§ **GIVEN EXERCISE**:
Reproduce the data from the line containing "of the collared" through the end of the data, inclusive, replacing "one per line" with "each on its own line" and keeping everything else unchanged.

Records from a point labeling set
□ □ □

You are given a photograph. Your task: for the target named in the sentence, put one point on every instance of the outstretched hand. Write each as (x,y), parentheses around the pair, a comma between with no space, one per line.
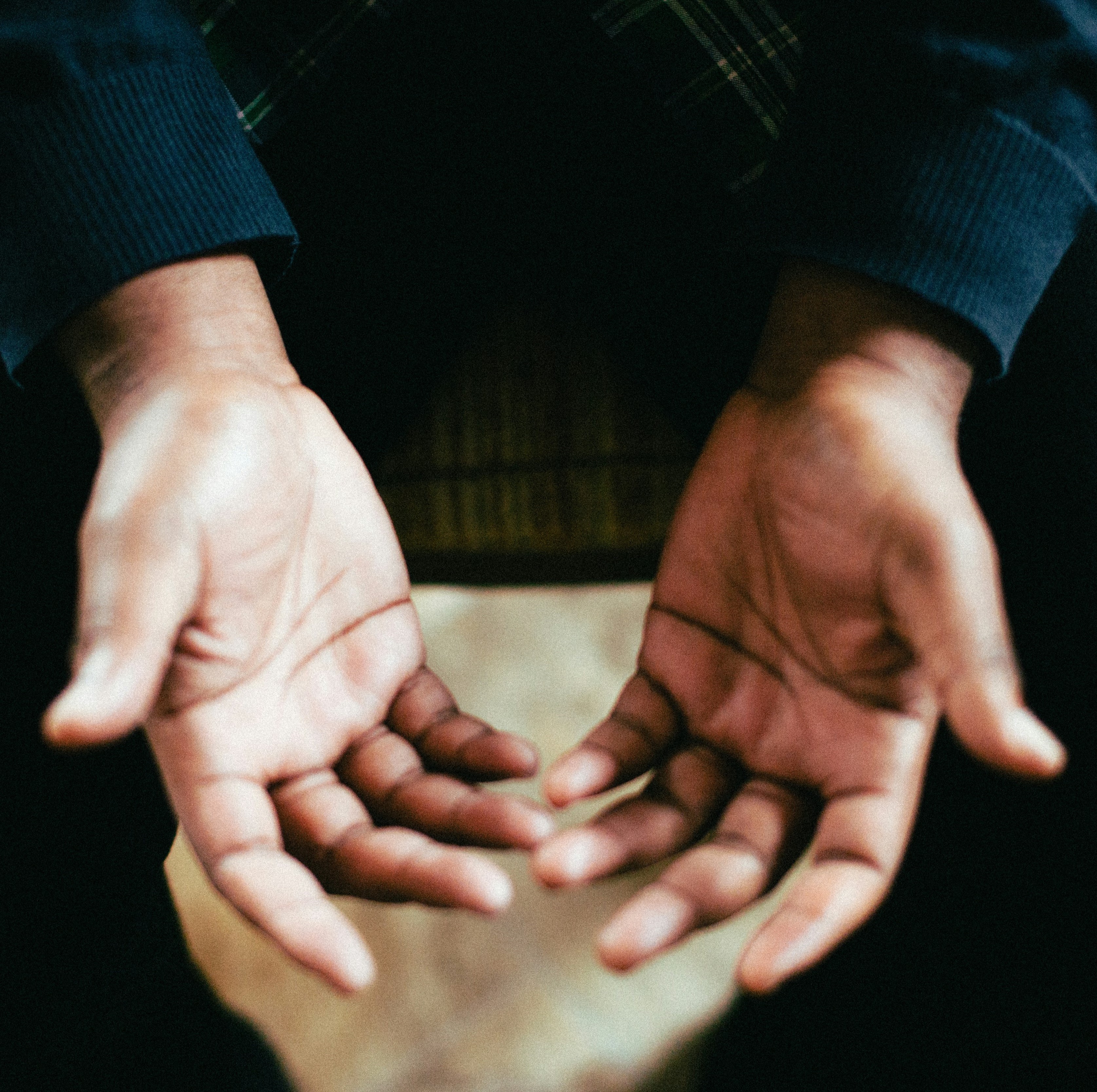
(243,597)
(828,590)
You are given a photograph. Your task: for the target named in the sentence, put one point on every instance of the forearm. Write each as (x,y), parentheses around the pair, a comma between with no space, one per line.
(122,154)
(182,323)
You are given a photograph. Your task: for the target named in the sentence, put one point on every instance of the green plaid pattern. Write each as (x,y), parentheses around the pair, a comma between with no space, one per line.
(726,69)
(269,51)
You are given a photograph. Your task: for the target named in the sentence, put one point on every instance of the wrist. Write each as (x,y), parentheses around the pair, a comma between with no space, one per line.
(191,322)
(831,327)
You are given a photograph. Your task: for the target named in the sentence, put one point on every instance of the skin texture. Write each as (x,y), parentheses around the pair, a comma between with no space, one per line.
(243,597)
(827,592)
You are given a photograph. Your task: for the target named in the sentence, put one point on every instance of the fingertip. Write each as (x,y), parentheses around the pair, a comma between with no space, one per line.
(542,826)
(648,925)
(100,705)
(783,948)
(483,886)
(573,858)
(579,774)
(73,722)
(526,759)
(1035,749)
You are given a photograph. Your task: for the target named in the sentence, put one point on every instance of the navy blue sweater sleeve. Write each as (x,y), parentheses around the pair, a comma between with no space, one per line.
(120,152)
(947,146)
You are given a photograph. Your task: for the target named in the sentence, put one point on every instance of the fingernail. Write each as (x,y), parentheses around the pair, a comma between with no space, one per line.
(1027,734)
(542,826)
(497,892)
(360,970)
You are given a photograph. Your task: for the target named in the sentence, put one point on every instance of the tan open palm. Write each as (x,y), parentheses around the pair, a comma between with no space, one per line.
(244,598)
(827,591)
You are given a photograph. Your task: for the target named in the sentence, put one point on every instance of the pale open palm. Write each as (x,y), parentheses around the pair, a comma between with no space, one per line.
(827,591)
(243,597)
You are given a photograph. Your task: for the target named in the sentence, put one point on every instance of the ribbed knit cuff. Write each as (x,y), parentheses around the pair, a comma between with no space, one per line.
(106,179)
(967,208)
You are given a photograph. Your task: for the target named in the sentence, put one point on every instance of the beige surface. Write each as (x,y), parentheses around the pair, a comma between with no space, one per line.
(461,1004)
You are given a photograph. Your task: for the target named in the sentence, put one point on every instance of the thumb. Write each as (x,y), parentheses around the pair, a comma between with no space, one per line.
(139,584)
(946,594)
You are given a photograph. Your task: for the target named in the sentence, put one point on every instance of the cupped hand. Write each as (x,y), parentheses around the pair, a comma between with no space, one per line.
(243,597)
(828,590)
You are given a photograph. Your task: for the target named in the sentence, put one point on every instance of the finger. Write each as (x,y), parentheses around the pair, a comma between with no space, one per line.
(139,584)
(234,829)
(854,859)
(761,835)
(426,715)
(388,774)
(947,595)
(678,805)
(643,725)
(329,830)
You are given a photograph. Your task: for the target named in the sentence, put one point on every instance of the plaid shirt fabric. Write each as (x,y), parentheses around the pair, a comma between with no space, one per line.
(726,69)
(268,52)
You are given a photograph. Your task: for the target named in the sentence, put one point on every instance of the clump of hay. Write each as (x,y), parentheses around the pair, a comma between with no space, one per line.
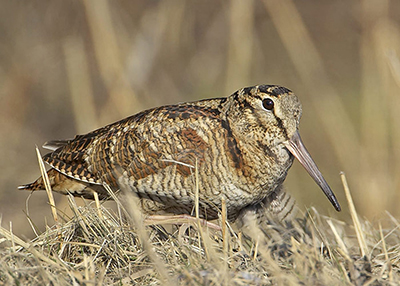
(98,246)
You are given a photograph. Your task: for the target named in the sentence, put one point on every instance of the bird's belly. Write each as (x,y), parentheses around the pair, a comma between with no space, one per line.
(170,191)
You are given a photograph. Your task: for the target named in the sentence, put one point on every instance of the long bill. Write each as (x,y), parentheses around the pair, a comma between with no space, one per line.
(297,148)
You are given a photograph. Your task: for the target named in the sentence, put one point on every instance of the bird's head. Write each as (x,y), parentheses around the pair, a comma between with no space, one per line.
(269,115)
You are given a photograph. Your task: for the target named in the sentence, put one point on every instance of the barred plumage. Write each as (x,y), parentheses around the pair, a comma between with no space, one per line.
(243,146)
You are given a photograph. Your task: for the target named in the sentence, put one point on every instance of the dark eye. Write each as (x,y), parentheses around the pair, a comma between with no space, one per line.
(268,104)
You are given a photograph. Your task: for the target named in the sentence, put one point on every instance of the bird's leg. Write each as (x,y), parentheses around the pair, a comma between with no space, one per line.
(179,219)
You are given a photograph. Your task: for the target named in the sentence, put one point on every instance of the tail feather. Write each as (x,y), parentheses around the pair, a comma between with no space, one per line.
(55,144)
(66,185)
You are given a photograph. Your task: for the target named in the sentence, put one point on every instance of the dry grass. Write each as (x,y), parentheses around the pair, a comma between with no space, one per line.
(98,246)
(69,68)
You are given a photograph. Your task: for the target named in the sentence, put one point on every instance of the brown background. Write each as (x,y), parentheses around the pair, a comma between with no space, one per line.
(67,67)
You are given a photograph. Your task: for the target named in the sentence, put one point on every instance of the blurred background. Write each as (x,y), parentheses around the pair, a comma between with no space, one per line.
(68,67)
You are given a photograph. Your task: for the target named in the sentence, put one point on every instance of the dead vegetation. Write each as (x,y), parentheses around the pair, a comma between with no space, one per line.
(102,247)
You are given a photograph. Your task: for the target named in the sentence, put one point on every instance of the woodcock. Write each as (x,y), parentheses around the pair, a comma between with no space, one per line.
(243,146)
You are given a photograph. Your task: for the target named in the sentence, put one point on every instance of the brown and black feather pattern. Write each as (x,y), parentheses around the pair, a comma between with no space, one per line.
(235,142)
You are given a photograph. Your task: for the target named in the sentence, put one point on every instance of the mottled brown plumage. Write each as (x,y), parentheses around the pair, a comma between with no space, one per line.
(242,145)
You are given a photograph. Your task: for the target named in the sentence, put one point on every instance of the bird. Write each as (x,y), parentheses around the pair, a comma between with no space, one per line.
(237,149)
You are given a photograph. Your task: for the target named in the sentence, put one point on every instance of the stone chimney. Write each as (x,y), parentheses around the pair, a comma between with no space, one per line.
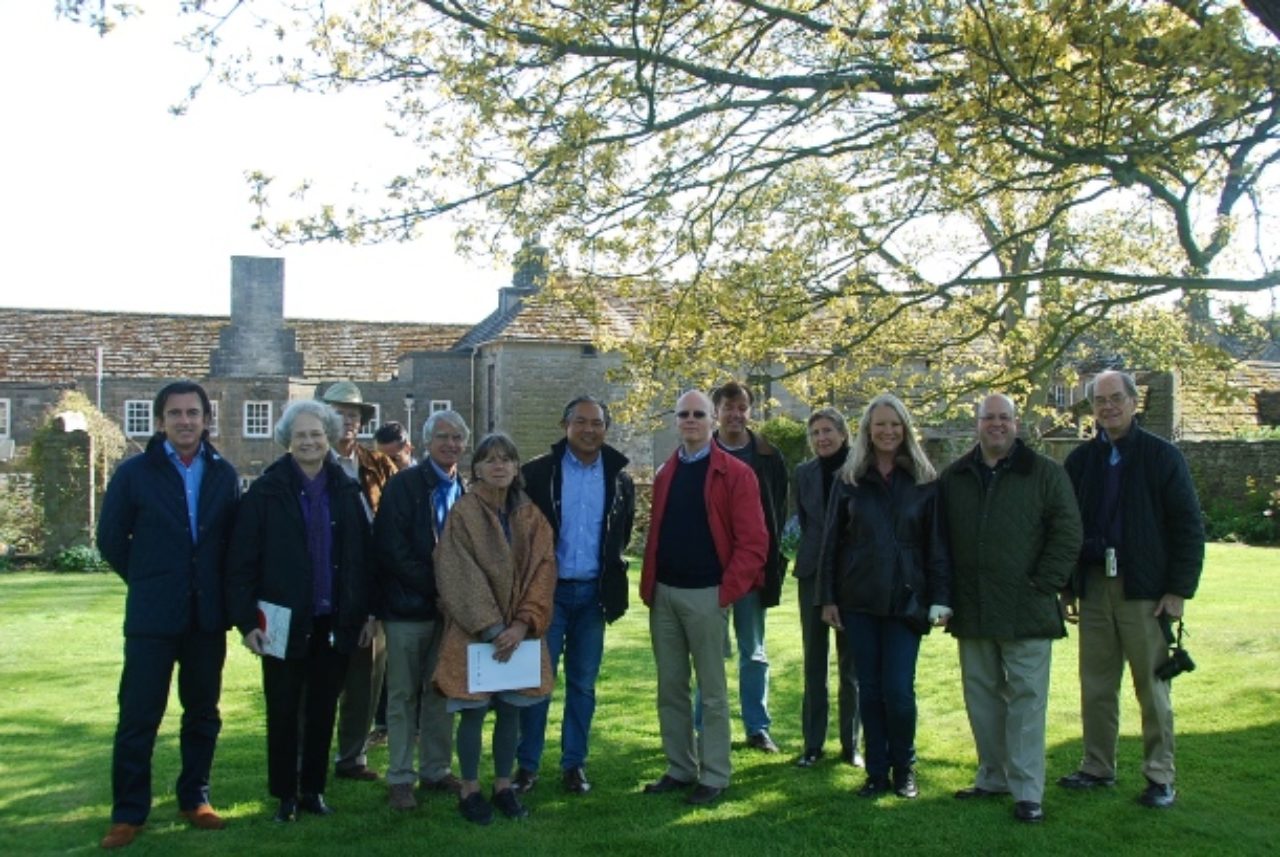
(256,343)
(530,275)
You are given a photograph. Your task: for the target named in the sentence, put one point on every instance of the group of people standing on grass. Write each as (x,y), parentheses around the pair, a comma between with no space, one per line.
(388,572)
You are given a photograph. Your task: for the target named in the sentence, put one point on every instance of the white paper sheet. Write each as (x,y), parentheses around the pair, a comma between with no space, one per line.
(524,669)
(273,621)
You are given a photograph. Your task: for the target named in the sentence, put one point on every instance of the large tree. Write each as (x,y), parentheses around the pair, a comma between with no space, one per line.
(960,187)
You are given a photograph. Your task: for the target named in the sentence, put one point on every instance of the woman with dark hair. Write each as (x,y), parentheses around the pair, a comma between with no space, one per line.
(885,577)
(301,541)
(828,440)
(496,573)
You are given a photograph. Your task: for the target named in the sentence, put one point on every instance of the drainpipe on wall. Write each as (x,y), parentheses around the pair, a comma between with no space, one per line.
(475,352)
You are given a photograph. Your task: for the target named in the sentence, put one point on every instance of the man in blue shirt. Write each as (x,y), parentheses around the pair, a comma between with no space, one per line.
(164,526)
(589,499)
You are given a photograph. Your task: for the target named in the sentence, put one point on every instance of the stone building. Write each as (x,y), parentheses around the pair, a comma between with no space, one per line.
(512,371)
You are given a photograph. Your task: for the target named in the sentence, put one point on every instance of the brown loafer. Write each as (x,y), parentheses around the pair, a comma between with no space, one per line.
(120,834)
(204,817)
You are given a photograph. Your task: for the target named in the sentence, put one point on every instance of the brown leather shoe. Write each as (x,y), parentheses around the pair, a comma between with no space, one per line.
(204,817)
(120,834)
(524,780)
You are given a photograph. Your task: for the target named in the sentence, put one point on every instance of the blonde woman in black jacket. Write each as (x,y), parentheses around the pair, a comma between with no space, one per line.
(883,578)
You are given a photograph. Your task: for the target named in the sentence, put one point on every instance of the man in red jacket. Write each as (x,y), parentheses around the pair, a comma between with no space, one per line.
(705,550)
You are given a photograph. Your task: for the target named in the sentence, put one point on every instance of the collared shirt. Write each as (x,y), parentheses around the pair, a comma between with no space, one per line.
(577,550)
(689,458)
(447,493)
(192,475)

□ □ □

§ **CORRECT OUTPUT**:
You are given a photograph. Your task: for the target named in the sentence, put one point on every instance of the collared shirt. Write each as (x,y), parentheses around the pair, a comma between with no space, each on its own line.
(577,550)
(689,458)
(447,493)
(192,475)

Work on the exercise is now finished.